[Supplied material Boundary: Start]
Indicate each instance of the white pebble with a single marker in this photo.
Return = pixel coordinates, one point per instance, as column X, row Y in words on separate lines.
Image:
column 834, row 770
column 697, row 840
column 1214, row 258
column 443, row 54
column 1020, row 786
[Supplied material Boundary: End]
[Supplied material Boundary: Start]
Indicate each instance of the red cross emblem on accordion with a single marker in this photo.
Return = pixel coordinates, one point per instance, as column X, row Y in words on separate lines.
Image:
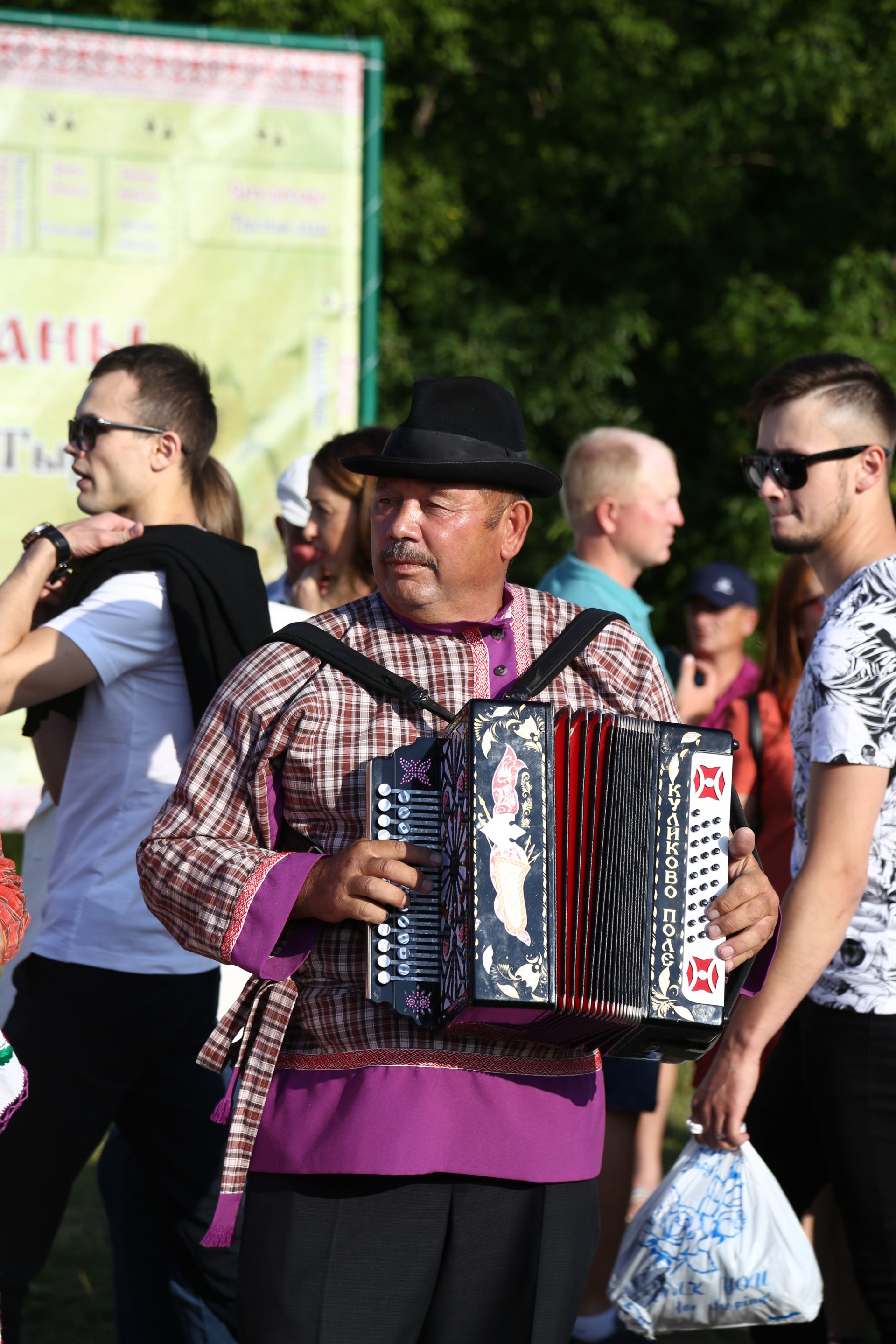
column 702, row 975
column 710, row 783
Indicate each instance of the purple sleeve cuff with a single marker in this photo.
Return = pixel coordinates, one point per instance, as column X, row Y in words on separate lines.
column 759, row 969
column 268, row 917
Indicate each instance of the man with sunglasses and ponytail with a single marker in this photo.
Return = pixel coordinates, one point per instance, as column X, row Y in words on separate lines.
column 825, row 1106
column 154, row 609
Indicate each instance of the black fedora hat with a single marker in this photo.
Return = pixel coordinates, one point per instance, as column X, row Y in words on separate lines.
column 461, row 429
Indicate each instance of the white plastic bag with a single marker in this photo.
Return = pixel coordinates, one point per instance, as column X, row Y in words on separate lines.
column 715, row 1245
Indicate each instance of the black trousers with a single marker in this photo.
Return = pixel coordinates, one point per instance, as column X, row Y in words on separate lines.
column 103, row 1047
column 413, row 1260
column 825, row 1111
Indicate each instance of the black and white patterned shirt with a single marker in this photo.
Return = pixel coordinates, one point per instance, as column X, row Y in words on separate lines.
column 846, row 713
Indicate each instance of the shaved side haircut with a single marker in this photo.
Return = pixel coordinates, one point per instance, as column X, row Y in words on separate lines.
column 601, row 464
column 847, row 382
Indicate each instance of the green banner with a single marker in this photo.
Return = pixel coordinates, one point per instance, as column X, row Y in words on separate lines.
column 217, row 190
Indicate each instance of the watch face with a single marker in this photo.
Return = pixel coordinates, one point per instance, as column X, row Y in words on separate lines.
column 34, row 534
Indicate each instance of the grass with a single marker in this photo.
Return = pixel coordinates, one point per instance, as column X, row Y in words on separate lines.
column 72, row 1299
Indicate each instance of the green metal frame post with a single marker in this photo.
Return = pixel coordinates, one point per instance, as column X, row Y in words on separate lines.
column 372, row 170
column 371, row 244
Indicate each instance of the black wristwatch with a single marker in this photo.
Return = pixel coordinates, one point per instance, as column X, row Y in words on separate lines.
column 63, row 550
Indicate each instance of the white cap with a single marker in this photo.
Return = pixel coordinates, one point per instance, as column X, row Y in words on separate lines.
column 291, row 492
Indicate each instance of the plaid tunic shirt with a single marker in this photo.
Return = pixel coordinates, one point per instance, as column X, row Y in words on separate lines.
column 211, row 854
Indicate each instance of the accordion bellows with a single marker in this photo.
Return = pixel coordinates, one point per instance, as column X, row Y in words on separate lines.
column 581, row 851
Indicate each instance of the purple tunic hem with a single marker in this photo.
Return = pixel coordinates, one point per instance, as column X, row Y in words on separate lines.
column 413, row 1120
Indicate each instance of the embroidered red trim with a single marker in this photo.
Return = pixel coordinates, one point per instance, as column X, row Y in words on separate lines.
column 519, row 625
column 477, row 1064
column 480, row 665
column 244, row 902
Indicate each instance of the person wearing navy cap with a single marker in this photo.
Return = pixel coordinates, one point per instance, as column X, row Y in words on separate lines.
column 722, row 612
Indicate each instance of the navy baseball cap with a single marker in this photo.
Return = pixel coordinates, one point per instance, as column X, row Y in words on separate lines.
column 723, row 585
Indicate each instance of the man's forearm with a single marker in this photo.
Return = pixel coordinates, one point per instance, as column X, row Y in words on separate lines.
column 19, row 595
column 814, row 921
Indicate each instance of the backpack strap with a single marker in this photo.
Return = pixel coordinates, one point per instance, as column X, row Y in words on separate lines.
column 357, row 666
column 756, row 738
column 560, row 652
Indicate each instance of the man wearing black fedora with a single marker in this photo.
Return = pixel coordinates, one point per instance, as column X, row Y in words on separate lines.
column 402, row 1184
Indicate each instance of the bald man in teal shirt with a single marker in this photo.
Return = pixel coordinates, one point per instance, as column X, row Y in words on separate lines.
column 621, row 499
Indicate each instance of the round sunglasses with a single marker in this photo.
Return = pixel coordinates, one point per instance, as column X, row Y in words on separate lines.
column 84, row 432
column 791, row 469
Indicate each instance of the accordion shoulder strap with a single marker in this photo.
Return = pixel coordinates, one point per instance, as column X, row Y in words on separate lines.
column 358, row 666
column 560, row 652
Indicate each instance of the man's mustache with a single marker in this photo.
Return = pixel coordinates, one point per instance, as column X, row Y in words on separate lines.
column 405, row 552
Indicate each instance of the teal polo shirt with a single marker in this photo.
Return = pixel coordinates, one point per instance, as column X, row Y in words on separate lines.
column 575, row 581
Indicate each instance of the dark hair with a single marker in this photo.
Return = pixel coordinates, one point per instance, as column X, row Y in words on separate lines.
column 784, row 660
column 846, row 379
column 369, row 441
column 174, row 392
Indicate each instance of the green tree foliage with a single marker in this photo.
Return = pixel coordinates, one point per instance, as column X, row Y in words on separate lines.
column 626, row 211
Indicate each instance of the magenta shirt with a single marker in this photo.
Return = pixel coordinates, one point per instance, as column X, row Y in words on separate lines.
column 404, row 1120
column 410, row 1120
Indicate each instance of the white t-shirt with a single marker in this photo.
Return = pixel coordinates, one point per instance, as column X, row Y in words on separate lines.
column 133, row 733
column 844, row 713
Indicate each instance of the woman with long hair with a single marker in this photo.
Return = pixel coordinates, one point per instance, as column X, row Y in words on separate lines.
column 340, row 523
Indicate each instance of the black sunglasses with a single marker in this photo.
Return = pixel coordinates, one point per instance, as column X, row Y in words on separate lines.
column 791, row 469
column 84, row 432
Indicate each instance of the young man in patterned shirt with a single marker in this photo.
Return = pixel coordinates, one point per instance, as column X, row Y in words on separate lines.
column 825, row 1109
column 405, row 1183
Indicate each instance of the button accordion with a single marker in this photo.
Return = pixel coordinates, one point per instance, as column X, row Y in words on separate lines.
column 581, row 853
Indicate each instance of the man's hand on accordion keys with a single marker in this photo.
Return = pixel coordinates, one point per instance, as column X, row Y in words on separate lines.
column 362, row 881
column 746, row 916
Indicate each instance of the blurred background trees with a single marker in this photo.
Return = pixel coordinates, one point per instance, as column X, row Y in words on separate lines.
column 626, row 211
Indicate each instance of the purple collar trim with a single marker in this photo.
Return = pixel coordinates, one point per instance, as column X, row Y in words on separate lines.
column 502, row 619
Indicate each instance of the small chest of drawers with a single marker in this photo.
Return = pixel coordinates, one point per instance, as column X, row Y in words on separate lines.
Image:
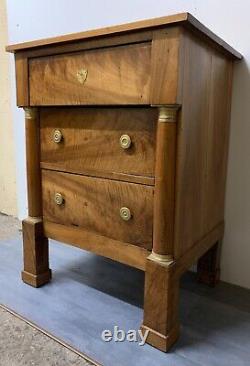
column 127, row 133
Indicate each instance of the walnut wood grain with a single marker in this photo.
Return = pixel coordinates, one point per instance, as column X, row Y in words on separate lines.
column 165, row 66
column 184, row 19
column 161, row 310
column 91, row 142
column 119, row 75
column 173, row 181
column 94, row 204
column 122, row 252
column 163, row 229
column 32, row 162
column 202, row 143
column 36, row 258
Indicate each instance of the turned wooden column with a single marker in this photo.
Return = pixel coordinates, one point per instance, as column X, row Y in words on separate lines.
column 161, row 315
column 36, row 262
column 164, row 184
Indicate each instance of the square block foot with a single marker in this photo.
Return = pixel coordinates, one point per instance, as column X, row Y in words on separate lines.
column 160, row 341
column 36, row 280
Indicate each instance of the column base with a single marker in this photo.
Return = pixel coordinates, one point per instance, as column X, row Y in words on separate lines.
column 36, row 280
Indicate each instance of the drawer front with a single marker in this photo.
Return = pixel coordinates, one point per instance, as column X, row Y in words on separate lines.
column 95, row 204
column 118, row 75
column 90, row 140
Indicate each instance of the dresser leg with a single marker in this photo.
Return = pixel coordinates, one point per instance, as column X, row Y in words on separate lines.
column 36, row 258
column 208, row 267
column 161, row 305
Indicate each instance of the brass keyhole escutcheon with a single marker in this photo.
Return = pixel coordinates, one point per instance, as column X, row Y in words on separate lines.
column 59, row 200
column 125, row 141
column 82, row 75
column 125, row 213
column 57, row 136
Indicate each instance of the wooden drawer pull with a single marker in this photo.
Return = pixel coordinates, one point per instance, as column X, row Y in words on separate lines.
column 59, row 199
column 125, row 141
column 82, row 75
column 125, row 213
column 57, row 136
[Supplied material Boundary: End]
[Supplied material Boundary: Start]
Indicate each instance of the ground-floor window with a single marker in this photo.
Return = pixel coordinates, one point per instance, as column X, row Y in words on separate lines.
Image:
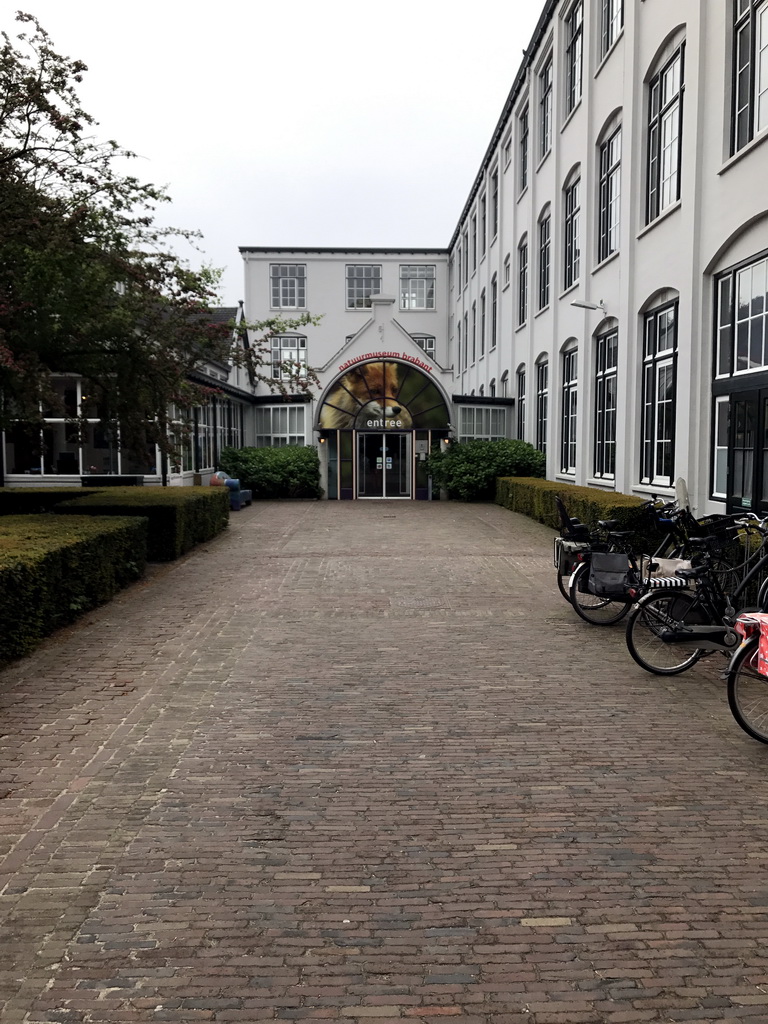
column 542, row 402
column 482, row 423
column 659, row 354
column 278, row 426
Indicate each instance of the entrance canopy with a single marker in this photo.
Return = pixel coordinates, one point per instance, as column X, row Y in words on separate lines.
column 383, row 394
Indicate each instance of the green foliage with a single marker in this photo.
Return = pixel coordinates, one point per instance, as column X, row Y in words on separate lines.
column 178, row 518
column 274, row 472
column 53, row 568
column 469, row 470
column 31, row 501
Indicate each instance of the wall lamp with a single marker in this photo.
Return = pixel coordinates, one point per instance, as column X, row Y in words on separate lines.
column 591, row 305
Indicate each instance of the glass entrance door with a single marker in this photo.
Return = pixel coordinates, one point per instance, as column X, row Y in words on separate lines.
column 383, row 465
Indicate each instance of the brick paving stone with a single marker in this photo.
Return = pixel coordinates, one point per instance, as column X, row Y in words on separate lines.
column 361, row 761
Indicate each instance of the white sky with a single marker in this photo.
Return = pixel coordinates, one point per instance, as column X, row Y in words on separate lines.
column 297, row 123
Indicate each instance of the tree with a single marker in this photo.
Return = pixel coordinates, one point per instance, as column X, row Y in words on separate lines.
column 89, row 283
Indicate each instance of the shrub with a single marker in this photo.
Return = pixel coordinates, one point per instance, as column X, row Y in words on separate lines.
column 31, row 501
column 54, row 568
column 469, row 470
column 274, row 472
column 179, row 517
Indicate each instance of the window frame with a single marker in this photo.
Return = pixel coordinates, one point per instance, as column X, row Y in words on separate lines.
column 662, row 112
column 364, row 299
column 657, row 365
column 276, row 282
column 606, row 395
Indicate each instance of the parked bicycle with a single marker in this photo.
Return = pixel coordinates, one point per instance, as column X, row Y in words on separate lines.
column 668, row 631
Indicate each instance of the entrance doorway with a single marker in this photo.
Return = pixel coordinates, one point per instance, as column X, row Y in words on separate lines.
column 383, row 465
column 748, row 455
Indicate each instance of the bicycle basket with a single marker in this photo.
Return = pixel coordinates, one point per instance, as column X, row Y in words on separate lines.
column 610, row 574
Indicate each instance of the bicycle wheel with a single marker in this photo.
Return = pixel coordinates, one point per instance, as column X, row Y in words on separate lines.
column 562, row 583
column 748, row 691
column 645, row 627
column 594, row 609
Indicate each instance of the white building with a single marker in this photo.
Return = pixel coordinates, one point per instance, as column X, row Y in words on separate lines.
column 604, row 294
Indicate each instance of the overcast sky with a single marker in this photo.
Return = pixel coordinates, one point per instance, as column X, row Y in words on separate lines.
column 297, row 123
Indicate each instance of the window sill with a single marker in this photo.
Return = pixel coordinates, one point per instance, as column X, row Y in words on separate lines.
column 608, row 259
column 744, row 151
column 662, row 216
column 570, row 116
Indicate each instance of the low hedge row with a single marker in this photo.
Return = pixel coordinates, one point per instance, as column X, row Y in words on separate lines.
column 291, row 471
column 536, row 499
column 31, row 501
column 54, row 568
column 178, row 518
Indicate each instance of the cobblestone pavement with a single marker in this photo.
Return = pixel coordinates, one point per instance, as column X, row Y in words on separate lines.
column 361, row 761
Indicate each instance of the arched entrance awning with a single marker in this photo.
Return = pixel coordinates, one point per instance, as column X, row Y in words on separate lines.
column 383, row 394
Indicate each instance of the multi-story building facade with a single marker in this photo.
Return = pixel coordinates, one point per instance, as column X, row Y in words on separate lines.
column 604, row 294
[Supplied material Boundary: End]
Problem description: I'd like the lines above from the one with "Indicate each instance of the person" up to and including the one with "Indicate each instance of the navy" copied exactly, with no other lines.

Task response:
Indicate each instance of the person wearing navy cap with a single marker in this photo.
Return = pixel coordinates, one point per instance, as column X, row Y in words on separate lines.
column 722, row 612
Indicate each instance of the navy baseball cap with a single marker in this photo.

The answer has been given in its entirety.